STATED EXERCISE:
Return every line of the data below that contains the string "bbox", copying each line unchanged. Treat the match as case-sensitive.

--*--

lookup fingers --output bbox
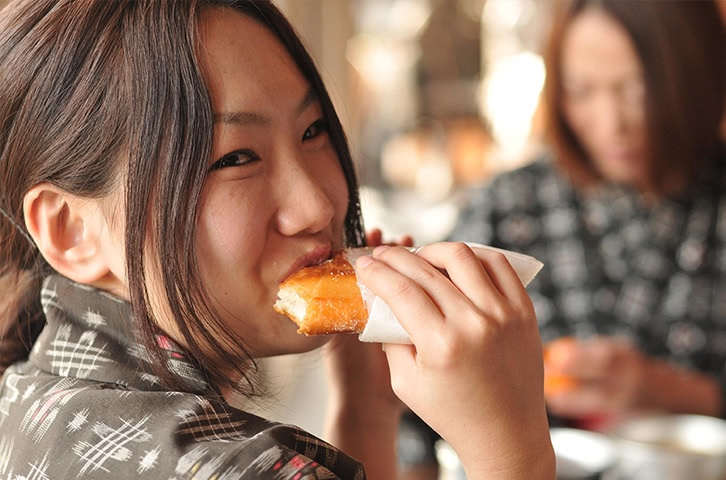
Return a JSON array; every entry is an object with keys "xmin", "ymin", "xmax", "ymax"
[
  {"xmin": 356, "ymin": 248, "xmax": 445, "ymax": 344},
  {"xmin": 366, "ymin": 228, "xmax": 413, "ymax": 247},
  {"xmin": 417, "ymin": 243, "xmax": 534, "ymax": 316},
  {"xmin": 366, "ymin": 228, "xmax": 383, "ymax": 247},
  {"xmin": 416, "ymin": 243, "xmax": 503, "ymax": 316}
]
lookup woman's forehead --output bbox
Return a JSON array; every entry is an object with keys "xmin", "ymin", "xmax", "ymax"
[{"xmin": 201, "ymin": 8, "xmax": 310, "ymax": 113}]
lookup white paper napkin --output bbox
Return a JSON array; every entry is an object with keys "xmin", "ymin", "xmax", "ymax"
[{"xmin": 346, "ymin": 246, "xmax": 544, "ymax": 344}]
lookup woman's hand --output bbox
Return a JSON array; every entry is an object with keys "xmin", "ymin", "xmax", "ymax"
[
  {"xmin": 357, "ymin": 243, "xmax": 554, "ymax": 478},
  {"xmin": 545, "ymin": 337, "xmax": 721, "ymax": 418}
]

--*--

EXERCISE RESPONSE:
lookup fingers --output bbox
lookup woman's forehead --output bbox
lookup white paper napkin --output bbox
lookup woman's hand --output bbox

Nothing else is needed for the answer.